● Task details: Copy every line from the records below that holds the word "door".

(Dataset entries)

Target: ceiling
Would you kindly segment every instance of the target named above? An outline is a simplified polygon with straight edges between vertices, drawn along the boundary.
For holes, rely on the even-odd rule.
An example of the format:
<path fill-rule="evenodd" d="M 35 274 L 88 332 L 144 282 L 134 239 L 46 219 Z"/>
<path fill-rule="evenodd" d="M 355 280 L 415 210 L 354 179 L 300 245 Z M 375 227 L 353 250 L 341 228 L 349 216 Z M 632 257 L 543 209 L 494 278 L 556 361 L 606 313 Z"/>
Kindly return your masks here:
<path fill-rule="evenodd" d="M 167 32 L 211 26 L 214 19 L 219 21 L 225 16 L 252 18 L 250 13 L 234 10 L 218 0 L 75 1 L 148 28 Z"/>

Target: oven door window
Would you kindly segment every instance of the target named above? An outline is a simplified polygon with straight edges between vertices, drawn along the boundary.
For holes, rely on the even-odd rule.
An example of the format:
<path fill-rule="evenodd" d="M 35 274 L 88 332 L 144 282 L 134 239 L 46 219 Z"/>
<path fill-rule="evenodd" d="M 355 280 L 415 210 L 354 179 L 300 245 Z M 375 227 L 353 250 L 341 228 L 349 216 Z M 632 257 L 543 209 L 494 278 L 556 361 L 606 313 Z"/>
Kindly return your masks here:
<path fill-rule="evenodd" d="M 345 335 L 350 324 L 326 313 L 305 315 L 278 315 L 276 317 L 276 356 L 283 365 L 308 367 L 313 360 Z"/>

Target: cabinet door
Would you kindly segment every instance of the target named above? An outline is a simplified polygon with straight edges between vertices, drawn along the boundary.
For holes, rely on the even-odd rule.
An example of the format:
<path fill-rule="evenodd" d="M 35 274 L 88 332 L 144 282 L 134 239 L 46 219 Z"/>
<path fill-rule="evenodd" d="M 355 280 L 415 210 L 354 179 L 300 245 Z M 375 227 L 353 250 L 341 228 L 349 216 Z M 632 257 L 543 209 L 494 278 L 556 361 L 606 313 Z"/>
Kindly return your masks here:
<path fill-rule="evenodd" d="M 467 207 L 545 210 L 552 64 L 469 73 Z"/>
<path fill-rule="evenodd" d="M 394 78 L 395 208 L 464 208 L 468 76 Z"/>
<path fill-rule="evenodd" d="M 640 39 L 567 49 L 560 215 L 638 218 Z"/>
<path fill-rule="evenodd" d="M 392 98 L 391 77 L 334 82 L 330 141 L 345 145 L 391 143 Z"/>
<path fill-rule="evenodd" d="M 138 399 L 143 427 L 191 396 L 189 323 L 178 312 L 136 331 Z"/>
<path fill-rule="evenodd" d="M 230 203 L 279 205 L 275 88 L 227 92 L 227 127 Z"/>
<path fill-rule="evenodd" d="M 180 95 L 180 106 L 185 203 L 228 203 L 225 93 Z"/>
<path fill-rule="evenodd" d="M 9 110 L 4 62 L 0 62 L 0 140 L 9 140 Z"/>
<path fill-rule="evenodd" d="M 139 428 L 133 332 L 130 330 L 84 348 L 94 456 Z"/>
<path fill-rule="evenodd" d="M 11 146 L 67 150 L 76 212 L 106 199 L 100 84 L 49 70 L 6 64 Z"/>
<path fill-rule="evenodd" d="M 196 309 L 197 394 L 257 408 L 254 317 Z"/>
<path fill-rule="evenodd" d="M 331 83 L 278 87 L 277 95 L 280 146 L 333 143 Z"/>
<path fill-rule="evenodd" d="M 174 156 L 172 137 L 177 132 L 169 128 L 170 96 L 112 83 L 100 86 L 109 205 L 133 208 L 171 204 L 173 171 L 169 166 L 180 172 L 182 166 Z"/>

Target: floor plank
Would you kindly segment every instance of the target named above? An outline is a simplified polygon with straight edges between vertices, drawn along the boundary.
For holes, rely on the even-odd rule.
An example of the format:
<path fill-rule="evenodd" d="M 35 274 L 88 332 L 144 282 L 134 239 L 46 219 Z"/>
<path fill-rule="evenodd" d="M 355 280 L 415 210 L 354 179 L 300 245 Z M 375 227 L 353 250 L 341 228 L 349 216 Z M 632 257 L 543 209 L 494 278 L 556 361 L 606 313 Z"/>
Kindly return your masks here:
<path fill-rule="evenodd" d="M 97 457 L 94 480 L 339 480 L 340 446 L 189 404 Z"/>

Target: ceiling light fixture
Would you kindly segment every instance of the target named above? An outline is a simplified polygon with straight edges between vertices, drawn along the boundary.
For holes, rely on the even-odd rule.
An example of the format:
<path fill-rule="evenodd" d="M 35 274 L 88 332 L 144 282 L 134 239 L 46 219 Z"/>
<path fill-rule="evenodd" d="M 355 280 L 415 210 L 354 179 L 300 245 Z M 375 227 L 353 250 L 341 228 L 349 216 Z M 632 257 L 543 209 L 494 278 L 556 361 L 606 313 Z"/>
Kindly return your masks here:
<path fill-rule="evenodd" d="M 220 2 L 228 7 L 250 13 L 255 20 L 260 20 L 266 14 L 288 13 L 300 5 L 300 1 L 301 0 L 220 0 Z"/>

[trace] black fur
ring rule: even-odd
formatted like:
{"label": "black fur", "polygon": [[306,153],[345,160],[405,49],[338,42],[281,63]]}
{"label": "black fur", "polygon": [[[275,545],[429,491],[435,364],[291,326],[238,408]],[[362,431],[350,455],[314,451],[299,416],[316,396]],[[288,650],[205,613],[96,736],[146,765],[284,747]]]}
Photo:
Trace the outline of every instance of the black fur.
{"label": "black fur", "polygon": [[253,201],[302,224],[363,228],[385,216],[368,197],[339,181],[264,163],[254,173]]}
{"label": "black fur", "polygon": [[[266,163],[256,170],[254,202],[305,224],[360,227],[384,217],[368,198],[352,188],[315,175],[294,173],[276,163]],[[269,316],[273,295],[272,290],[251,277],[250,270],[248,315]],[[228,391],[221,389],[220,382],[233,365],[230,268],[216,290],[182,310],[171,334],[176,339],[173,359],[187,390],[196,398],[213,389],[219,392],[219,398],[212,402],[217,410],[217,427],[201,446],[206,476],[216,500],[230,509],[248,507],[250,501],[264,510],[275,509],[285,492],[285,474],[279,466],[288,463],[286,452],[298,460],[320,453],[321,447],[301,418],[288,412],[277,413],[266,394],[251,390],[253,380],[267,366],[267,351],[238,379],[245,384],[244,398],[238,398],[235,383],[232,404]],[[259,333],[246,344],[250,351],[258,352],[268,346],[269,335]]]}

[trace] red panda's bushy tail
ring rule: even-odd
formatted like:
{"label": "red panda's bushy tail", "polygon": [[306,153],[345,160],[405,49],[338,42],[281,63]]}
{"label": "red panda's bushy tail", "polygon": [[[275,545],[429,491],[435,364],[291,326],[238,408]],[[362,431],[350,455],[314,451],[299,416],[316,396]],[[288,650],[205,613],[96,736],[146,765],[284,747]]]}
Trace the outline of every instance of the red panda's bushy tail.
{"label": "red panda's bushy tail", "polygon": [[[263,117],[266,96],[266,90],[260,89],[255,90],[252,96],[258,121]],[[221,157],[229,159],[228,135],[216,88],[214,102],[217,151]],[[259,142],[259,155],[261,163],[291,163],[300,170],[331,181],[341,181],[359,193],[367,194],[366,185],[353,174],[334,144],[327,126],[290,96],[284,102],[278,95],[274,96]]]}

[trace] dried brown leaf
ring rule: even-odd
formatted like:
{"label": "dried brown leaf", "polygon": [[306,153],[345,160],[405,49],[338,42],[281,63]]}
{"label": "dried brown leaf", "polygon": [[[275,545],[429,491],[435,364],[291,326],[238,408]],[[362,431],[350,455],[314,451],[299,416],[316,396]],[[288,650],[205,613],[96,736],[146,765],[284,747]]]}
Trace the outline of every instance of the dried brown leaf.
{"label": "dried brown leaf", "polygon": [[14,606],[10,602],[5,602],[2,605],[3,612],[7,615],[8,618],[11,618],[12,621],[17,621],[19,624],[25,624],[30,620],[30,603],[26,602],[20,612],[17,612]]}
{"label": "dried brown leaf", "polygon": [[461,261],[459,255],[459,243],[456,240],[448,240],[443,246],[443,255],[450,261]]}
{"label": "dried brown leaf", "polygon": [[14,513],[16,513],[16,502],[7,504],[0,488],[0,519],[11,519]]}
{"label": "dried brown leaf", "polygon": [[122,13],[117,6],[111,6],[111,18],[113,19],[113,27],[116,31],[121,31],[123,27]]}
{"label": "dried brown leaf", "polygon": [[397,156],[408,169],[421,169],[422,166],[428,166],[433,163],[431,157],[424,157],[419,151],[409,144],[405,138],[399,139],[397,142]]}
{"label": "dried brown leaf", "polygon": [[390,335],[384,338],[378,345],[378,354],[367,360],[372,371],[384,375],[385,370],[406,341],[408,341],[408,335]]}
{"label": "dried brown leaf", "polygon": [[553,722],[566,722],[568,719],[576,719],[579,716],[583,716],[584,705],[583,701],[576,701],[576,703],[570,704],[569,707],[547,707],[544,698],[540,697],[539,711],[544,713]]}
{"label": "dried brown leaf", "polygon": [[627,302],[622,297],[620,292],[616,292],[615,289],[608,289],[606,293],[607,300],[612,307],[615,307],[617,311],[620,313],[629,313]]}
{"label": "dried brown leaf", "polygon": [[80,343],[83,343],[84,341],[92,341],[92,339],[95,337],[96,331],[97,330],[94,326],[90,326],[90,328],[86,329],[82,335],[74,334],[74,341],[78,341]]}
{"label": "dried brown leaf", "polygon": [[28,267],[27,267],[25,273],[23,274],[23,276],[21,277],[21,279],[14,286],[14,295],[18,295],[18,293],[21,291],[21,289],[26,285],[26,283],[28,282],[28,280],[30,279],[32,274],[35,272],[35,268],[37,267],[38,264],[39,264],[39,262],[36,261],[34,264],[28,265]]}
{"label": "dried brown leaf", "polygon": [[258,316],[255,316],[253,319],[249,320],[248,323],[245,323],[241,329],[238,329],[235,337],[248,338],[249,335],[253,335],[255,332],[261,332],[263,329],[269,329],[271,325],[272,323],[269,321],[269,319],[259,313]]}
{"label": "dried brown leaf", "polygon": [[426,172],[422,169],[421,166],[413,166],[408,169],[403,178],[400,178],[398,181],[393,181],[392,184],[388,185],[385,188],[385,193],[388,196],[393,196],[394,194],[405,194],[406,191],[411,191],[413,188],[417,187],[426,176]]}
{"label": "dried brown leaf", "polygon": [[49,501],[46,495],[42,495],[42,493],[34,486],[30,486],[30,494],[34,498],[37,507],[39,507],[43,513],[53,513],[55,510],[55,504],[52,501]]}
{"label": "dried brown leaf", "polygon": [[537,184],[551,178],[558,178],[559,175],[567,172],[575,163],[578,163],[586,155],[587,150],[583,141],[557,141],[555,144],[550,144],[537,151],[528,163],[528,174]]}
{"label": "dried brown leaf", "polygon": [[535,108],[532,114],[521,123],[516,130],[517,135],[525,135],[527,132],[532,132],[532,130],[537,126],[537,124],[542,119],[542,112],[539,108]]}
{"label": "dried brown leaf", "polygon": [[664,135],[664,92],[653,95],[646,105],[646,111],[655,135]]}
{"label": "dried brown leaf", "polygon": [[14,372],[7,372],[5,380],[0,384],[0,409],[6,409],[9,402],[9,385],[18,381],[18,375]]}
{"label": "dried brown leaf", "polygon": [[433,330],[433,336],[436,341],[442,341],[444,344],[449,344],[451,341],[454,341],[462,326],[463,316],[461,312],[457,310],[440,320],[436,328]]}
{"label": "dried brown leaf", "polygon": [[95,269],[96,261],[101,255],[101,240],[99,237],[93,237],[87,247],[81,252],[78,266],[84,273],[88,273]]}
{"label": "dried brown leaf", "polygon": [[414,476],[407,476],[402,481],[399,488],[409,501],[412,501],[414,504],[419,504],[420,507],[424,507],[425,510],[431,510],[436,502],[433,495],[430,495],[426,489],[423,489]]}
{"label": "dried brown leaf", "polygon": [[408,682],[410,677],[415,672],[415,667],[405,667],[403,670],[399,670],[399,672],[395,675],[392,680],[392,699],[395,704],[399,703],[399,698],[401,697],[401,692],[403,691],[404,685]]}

● Task result:
Target: oven door window
Target: cabinet door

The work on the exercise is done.